* **Task goal**
Output each entry exactly; skip nothing.
********************
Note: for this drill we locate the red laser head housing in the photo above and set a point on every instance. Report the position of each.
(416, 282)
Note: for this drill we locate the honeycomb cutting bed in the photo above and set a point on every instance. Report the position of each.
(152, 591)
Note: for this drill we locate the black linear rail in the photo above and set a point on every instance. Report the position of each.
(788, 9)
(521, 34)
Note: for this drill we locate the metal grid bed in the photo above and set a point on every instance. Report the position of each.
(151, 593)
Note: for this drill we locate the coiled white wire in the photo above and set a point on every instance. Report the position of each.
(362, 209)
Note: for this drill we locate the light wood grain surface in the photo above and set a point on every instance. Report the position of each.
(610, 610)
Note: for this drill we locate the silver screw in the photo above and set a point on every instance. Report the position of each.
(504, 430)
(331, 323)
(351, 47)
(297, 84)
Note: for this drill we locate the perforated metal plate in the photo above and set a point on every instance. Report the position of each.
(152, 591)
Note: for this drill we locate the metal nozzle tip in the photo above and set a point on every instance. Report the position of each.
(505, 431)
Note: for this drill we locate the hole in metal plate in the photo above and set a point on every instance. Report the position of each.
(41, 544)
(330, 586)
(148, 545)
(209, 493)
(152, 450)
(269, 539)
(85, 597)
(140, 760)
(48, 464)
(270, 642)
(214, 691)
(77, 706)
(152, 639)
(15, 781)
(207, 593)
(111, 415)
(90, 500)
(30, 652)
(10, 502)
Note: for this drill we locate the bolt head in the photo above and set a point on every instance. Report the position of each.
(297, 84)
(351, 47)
********************
* **Answer for this exercise**
Note: for this drill we locate the red laser head housing in the photo above and set a point on every instance. Report the position of each.
(416, 282)
Note: for this drill we locate the honeycomb cutting bed in the photo above and set a point on every instance. Report the position of each.
(152, 591)
Note: for this drill we locate the black linear rail in the photo above and set a point on every instance. Report the position of each.
(788, 9)
(521, 34)
Note: for this drill we locate the metal grid bed in the photo above and set a point on every instance. Report the position of each.
(151, 593)
Note: for this drill we locate the coiled white wire in the photo above and set a point on every instance. Report the position of each.
(362, 209)
Note: for this drill we locate the light wood grain surface in the photo above and set a point on every instance. Report the position of each.
(610, 610)
Note: for this drill we locate the silver screw in the photo above and set a point on every instance. Report the position of each.
(504, 430)
(331, 323)
(351, 47)
(297, 84)
Note: for this drill we locate the perforated metal plate in the photo above and set a point on every instance. Report the position of each.
(152, 591)
Note: for this drill we locate the metal nozzle tip in the photo above and set a point on every instance. Report the position of each.
(505, 431)
Note: for this drill we locate the hole in metal plate in the photo above and set a point on every instance. Report the position of each.
(41, 544)
(330, 586)
(148, 545)
(209, 493)
(152, 450)
(269, 539)
(85, 597)
(140, 760)
(48, 464)
(270, 642)
(214, 691)
(77, 706)
(152, 639)
(15, 781)
(207, 593)
(111, 415)
(90, 500)
(30, 652)
(10, 502)
Note: for this drill we locate the bolt head in the photo above and set a point on every instance. Report the position of each.
(297, 84)
(351, 47)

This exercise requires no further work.